··· Information provided ···

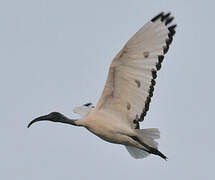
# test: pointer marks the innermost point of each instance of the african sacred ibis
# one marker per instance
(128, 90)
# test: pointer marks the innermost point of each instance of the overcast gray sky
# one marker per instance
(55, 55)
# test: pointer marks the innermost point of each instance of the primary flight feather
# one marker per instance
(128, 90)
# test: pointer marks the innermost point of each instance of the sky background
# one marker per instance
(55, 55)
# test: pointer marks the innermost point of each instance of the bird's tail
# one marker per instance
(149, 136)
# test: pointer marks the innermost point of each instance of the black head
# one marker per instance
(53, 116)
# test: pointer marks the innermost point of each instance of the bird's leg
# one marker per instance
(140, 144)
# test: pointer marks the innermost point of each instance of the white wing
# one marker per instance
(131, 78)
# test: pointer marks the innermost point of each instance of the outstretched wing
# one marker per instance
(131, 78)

···
··· Information provided ···

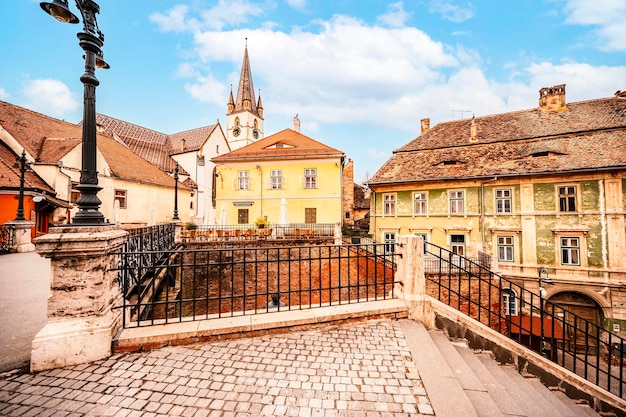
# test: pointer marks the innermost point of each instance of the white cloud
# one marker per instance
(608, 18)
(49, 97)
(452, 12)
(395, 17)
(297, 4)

···
··· Information provided ···

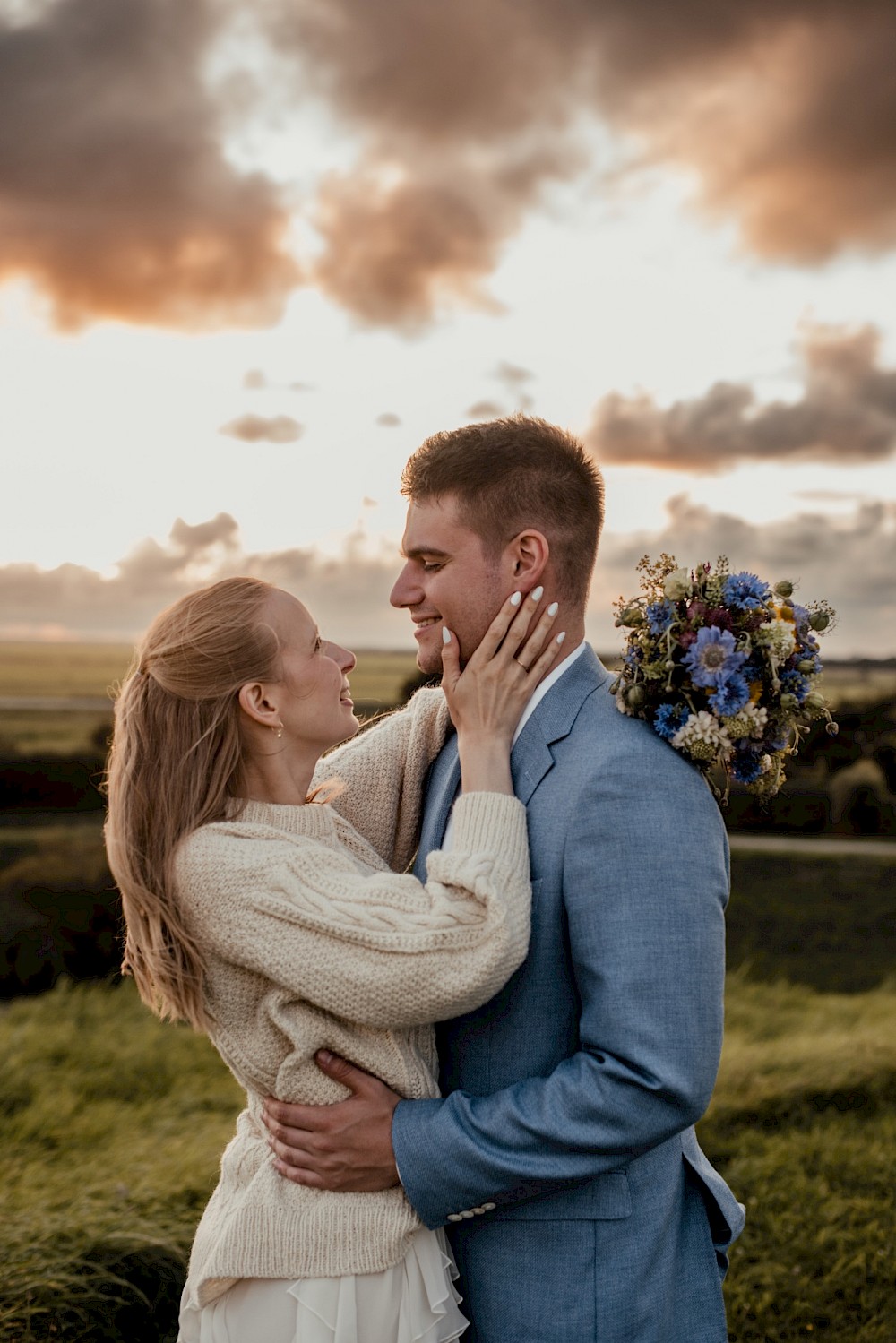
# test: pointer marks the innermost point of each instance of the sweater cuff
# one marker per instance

···

* **About this exercise**: Tally the lines of the data that contain the string "bird", and report nothing but the tally.

* **Written answer**: 2